** BEGIN **
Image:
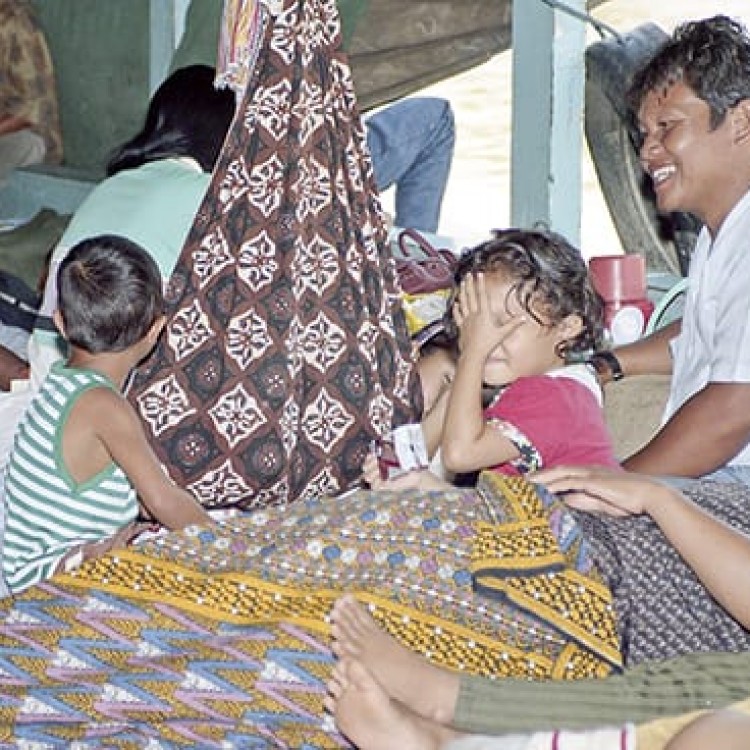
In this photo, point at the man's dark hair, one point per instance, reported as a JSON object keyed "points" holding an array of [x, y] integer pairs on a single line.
** END **
** BEGIN **
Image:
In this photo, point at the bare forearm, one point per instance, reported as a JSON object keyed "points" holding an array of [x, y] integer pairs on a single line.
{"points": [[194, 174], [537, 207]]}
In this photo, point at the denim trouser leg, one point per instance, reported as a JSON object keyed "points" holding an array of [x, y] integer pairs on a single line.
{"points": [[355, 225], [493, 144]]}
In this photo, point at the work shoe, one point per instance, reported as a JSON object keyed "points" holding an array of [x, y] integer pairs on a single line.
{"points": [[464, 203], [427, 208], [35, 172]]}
** END **
** BEGIN **
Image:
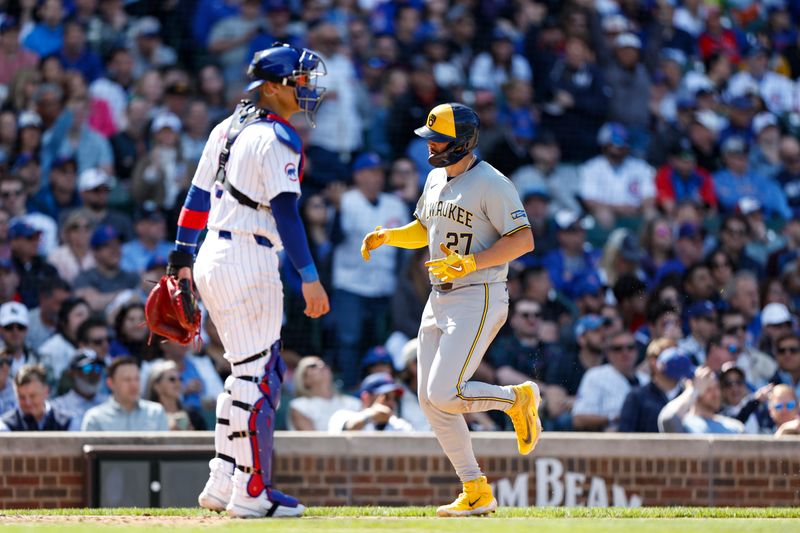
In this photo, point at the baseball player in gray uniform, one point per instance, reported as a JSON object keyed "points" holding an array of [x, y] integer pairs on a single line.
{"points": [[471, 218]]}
** END **
- TO BE DONE
How many lines in the rows above contain the word "photo"? Reply with the number only.

- ANSWER FOR THE TASK
5